Please rescale the coordinates in the answers of the material below, from the line with "[mark] the man -- one" through the end of the material, by multiplying each one by 1.7 and rounding to a whole number, with halves rounded up. Give those lines again, requests included, and nothing else.

__Exercise data__.
──────

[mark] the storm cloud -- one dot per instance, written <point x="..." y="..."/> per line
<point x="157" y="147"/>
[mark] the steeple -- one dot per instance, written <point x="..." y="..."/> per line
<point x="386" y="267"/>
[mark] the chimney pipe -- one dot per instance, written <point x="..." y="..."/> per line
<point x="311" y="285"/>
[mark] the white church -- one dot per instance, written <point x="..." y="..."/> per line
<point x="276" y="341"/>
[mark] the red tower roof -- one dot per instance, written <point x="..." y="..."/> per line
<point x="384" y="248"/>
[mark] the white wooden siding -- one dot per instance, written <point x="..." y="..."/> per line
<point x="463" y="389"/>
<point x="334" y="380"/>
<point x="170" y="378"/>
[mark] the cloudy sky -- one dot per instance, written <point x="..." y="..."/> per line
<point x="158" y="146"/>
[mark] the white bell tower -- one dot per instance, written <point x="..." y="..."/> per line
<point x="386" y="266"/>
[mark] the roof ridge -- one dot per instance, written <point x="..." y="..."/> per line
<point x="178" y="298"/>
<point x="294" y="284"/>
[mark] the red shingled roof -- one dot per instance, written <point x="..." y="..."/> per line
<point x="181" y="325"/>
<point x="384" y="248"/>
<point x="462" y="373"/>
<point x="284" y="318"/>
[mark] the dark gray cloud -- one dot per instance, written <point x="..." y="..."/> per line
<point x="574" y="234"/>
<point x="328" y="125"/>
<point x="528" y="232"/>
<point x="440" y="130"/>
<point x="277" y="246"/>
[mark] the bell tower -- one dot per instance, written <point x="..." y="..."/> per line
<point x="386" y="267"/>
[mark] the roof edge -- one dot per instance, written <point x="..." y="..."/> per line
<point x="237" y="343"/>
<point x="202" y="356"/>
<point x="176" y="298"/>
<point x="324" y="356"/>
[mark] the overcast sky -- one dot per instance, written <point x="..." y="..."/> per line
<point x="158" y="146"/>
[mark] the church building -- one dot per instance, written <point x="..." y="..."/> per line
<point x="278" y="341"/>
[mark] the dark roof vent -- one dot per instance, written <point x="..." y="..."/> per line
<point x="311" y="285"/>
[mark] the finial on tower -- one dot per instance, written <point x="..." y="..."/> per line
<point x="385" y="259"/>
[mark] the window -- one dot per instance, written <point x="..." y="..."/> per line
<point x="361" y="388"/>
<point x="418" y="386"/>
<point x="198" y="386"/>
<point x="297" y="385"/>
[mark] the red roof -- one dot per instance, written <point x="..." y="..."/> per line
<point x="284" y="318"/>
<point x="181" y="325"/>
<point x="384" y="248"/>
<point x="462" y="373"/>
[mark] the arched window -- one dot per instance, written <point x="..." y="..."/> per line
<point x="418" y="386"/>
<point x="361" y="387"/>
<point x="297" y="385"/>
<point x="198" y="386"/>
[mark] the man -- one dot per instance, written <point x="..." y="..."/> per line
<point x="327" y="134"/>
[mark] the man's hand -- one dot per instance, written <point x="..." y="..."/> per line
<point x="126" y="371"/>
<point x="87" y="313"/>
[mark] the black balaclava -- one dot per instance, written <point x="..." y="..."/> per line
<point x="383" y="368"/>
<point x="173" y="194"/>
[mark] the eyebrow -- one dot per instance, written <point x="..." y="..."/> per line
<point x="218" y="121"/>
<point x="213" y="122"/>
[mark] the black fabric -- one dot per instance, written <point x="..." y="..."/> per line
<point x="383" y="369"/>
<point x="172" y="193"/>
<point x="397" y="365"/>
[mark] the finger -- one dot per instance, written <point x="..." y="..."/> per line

──────

__Response to the task__.
[mark] the man -- one dot per instance, written <point x="..." y="..."/> per line
<point x="556" y="228"/>
[mark] the man's hand -- one dot per instance, written <point x="..." y="..."/> per line
<point x="214" y="631"/>
<point x="148" y="532"/>
[mark] the black balaclava -- one dot per instance, written <point x="..." y="..."/> per line
<point x="651" y="626"/>
<point x="294" y="330"/>
[mark] the eyebrow -- one dot per instance, written <point x="..." y="..."/> per line
<point x="371" y="206"/>
<point x="362" y="207"/>
[mark] the black fabric -- one dot per instance, written <point x="..." y="..."/> per line
<point x="651" y="627"/>
<point x="292" y="328"/>
<point x="675" y="621"/>
[mark] the finger -- one dot per instance, written <point x="..." y="..."/> per line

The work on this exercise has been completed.